## [EXERCISE TEXT]
[Start of Attachment]
Why Make A Film That Fails To Keep Your Interest?
There are parents who want their kids to have an engineering degree come what may. There are agents who help ‘crack’ the exams for a fee. The film tackles the problem of rampant cheating in these exams but it gets so preachy about a failing system and talks so much, you cannot help but yawn…
‘I don’t want to be a hero, and I don’t have the time to play the villain,’ Emraan Hashmi says, as he pulls off the role of a heartless agent who uses bright young chaps to take the exams for stupid, rich kids for money. The bright chaps (usually from poor backgrounds) earn money, and rich dads get the satisfaction of being the parents of ‘an engineer’.
The scams attached to ‘coaching’ classes that prepare young men and women for professional courses have led to police action, but with politicians deeply involved with these agents, the scams just don’t stop. Plus the ambitious hoards of parents, willing to put up their life savings and then paying cash to scamsters when they realise that their kids cannot clear those tough exams, make it impossible for the vicious cycle to end.
That is the reality today. And yes, it is a disease in India’s education system. But does that mean we the audience have to suffer a film that drags on and on with Emraan Hashmi preaching to us how good he is when he takes money from the rich and gives some of it to the poor deserving students?
Emraan Hashmi plays Rakesh Bhaiya, who is the best of the best agents. He is earnest when he plays the cool, collected bad guy, and looks rather fit. The audience is not supposed to hate him because he has a pathetic life (a really awful and brainless wife, a father who does not think much of the son but uses his money), because he is really helping poor students make money, and also because it’s the fault of the parents who are ambitious. Have I said this before? Yes. That’s what happens in the movie, over and over again, and his brazen tactics just become boring. Then the last twenty minutes of the movie get interesting because the girl he’s romancing (Shreya Dhanwanthary) turns the tables on him and he loses his magic touch. But he’s unrepentant, and the film ends with ghastly slides that give us numbers of fake universities and colleges, data on student suicides, and numbers of people who perhaps cheated to join professional colleges…The film should have been called Why Bore India instead.
[End of Attachment]
## [Data items]
[Start of Attachment]
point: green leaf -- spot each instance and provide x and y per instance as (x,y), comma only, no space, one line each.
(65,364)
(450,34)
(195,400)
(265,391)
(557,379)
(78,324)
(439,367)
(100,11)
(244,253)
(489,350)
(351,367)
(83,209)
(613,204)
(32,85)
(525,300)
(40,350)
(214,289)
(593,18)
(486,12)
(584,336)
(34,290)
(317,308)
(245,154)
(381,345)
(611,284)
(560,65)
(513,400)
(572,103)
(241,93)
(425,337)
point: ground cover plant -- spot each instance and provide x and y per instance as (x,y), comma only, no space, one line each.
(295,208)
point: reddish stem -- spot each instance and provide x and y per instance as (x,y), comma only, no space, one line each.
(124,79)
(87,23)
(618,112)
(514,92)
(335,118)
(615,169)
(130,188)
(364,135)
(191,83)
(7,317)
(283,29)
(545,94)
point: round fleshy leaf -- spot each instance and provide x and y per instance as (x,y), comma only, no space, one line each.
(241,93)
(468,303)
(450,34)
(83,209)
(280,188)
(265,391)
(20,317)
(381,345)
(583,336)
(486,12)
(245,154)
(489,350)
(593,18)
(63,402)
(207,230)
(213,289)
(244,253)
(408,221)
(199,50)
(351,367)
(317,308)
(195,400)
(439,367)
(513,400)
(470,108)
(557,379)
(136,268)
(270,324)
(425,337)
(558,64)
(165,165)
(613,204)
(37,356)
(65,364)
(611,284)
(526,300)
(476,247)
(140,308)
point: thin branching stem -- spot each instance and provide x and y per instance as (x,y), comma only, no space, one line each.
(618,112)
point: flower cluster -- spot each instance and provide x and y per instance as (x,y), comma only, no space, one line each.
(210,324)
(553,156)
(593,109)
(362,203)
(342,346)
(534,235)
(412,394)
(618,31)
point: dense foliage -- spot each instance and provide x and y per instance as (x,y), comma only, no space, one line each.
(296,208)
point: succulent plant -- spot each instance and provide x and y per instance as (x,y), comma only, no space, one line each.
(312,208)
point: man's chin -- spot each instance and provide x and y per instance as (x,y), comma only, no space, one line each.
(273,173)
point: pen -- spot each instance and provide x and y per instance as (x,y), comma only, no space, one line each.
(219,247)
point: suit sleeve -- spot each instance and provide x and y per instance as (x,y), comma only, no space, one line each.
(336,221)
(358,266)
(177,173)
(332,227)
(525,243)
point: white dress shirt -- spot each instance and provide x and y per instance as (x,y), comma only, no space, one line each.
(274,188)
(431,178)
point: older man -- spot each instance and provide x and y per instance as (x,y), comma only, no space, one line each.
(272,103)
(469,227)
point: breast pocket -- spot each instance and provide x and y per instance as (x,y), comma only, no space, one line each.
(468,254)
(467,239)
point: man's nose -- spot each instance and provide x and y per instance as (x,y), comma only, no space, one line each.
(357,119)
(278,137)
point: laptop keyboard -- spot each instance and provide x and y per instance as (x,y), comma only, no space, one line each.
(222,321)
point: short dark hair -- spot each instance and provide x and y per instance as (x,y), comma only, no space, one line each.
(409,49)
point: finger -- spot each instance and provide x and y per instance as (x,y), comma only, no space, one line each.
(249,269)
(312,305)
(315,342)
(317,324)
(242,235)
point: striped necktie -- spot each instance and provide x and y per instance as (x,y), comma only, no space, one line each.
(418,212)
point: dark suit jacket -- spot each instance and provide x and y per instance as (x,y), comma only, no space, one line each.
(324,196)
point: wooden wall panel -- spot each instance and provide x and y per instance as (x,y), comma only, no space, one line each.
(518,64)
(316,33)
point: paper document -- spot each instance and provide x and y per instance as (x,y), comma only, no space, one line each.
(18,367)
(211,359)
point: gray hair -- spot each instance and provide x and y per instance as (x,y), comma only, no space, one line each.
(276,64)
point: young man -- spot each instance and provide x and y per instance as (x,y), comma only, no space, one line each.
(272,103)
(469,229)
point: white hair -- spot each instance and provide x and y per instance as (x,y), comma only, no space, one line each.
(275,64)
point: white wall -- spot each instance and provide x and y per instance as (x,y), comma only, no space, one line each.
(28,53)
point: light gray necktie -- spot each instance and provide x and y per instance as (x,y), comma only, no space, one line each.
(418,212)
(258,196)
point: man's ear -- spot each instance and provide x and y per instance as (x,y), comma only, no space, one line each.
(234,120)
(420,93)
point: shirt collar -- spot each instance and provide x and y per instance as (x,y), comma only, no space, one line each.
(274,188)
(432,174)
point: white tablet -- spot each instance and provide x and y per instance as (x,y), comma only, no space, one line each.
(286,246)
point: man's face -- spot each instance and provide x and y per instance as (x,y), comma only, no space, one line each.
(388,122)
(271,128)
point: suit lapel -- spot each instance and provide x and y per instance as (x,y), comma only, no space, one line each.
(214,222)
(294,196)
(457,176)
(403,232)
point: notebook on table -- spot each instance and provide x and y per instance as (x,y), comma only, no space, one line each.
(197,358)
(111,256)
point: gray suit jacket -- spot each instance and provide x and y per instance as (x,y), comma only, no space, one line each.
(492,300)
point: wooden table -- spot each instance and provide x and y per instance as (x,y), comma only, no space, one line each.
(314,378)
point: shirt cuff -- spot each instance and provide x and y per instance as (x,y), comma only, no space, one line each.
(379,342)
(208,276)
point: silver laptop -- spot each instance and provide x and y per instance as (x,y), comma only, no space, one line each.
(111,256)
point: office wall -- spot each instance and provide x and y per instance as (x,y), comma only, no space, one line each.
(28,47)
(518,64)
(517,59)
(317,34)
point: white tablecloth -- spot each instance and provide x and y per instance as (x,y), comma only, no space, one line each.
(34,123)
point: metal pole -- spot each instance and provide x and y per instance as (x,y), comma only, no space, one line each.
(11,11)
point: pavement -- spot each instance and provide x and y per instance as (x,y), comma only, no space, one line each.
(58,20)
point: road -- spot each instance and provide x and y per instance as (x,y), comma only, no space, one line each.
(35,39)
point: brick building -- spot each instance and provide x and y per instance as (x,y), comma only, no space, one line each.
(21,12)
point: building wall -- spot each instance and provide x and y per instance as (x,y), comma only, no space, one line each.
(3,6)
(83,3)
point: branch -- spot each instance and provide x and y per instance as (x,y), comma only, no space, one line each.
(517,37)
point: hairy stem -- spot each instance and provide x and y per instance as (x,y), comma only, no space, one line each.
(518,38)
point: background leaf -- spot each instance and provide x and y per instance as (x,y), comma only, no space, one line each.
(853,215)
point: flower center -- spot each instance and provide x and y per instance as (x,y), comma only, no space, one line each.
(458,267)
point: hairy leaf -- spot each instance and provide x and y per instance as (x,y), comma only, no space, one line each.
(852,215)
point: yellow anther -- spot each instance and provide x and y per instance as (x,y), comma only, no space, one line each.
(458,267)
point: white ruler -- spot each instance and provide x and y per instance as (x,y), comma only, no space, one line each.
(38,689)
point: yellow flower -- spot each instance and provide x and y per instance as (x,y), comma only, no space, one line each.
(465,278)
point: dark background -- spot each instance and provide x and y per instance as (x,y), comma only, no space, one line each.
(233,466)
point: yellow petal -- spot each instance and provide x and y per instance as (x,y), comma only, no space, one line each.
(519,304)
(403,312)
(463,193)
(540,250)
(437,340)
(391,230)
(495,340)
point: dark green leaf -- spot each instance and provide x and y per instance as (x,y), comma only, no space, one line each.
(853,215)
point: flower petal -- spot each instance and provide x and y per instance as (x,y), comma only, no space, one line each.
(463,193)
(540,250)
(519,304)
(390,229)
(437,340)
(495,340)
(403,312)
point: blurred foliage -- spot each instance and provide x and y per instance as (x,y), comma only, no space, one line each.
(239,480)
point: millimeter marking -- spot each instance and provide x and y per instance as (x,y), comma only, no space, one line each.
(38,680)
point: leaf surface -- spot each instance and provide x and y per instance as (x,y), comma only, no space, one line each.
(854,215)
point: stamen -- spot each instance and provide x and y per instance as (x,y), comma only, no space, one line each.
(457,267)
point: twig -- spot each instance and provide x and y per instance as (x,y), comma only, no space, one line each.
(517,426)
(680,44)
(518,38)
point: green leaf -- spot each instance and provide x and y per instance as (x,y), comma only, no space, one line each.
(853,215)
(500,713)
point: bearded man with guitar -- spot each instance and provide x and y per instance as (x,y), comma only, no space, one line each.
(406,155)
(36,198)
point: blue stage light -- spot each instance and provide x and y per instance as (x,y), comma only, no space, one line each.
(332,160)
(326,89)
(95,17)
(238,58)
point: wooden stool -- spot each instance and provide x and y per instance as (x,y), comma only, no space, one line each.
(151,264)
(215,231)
[End of Attachment]
## [EXERCISE DETAILS]
Please list every kind of information that, according to the film review, the ghastly slides at the end of the film present. You won't need the rows for anything here.

## [WRITTEN ANSWER]
- Numbers of fake universities and colleges
- Data on student suicides
- Numbers of people who perhaps cheated to join professional colleges